## START
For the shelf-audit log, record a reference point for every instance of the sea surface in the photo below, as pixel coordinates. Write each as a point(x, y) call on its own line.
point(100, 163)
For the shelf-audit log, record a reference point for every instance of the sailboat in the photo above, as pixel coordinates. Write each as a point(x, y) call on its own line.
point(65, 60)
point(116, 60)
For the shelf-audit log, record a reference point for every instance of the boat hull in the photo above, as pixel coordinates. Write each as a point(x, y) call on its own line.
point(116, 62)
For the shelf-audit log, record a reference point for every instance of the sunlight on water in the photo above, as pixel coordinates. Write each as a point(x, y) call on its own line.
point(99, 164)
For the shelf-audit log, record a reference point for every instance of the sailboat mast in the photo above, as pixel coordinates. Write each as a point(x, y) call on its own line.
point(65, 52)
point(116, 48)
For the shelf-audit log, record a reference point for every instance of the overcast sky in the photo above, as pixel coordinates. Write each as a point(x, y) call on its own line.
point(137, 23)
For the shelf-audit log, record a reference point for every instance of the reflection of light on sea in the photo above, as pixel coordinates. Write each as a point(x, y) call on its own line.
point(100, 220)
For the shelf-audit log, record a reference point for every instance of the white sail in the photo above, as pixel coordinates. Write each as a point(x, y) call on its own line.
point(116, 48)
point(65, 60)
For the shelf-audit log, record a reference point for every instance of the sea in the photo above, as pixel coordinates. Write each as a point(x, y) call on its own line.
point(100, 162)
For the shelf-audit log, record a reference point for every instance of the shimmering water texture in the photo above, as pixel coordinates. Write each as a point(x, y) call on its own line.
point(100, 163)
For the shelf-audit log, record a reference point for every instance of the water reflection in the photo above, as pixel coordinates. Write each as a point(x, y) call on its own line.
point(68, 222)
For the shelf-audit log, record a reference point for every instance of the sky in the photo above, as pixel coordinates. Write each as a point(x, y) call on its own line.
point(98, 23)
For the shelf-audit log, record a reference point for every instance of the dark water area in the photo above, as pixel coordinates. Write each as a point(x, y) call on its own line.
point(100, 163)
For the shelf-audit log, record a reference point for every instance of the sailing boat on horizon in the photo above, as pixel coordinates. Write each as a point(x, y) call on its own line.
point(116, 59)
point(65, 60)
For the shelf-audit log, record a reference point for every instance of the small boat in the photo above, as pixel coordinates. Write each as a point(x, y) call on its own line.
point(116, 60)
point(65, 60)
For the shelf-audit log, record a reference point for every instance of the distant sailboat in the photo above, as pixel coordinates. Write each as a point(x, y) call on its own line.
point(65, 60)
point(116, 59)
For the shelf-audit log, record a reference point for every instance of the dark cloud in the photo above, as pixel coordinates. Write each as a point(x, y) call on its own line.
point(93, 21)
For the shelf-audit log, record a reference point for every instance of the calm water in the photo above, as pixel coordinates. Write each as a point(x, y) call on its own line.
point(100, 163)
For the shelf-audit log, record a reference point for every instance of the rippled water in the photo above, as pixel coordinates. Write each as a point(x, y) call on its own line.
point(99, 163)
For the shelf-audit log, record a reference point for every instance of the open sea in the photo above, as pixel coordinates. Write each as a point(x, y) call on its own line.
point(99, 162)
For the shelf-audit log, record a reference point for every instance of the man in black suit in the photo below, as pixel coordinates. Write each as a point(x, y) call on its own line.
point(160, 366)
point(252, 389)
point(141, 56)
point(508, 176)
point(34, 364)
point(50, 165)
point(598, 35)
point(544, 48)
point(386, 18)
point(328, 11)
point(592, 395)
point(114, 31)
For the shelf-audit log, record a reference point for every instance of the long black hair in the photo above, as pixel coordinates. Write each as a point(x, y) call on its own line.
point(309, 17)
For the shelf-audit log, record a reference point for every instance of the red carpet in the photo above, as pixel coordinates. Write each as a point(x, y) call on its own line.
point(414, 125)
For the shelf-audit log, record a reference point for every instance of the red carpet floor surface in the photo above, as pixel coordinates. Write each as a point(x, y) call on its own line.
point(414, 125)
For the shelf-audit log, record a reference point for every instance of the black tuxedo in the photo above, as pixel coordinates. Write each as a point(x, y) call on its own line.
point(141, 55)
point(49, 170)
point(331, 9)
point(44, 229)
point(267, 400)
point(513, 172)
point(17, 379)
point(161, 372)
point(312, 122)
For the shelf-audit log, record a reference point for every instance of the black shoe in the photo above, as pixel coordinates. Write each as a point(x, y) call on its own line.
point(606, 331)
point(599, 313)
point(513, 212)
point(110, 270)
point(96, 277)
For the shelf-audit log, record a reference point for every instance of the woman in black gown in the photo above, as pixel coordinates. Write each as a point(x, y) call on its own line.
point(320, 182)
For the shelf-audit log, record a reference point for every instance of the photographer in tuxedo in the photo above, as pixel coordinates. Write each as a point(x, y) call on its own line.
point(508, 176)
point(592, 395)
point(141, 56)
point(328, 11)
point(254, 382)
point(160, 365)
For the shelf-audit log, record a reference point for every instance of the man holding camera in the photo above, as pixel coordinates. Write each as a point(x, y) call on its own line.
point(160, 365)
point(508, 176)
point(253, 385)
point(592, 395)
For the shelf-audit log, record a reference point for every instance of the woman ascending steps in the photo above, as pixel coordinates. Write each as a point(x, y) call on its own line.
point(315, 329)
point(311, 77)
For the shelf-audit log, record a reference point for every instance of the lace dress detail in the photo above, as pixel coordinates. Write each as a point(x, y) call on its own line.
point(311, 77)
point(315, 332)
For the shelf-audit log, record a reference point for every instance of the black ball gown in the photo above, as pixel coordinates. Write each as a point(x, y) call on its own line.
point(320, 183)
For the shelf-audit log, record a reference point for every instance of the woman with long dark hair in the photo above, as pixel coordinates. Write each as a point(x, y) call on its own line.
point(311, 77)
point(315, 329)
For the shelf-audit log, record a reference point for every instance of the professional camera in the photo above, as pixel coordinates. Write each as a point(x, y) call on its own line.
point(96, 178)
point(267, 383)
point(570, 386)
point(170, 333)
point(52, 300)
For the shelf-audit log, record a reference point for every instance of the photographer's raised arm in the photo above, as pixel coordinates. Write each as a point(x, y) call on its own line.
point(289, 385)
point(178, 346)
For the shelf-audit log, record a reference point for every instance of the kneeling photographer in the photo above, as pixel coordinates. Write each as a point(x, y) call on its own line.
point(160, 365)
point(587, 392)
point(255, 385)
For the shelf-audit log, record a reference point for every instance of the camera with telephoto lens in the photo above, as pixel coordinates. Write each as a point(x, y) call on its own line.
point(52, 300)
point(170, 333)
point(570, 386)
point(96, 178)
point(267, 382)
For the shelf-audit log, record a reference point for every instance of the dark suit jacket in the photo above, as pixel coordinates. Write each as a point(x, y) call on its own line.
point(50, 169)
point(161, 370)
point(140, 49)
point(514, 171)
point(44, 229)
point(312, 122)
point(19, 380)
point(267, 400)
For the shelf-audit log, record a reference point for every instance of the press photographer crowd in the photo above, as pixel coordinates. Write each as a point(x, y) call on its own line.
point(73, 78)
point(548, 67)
## END
## START
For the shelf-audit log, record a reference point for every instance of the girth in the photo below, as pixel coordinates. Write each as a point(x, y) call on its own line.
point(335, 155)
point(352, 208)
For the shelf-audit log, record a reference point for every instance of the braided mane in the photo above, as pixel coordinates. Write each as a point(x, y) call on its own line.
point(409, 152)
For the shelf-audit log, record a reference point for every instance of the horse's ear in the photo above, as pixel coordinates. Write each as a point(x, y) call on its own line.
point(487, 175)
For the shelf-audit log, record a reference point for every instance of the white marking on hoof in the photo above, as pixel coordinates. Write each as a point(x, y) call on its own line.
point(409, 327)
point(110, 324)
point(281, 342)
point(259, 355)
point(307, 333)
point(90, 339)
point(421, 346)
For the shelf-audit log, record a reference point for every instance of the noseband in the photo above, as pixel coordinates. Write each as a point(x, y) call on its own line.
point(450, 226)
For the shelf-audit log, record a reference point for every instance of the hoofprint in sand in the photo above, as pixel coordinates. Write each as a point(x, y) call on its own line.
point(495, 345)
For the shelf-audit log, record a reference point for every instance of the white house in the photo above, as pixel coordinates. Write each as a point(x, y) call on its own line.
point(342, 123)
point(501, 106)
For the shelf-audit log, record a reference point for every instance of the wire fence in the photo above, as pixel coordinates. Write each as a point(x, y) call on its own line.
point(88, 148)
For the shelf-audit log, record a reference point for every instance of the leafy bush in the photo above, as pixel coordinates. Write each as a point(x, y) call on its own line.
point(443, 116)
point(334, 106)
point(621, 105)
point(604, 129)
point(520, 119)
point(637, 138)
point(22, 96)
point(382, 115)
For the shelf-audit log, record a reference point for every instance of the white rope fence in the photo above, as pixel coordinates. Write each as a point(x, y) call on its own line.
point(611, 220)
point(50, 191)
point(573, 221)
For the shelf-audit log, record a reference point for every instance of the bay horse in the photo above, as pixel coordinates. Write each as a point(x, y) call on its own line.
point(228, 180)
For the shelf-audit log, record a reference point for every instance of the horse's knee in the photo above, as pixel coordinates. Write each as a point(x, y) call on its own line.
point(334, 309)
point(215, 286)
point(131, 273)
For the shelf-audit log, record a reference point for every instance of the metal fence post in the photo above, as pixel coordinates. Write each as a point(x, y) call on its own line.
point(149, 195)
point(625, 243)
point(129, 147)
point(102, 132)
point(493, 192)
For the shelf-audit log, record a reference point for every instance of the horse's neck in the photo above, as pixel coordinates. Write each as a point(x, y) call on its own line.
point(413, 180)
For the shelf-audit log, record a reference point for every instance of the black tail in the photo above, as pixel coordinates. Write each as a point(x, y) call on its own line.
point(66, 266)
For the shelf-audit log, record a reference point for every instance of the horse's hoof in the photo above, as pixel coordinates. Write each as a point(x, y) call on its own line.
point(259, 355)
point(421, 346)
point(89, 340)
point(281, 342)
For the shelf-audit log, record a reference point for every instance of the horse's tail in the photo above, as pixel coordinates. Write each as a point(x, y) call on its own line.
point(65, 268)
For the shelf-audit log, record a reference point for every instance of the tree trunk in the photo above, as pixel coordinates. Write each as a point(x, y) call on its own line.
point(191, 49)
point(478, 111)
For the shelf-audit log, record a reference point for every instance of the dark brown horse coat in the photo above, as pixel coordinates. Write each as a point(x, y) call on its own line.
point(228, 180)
## END
Set exercise.
Retype the part of the entries that opens with the line containing "of the noseband" and closes with the line containing "point(501, 106)", both of those lines included.

In response.
For the shelf-audit log, record a reference point for every instance of the noseband in the photo above, as pixel coordinates. Write each as a point(x, y) call on its own line.
point(450, 226)
For the shelf-audit log, record a reference point for every instance of the hoofprint in sand in the photo above, as pixel coordinates. Write each as a point(x, y) call on its own line.
point(495, 345)
For the shelf-audit log, record a reference point for every instance of the white house in the photo above, as pixel coordinates. Write each as a point(x, y) call on its own line.
point(342, 123)
point(501, 106)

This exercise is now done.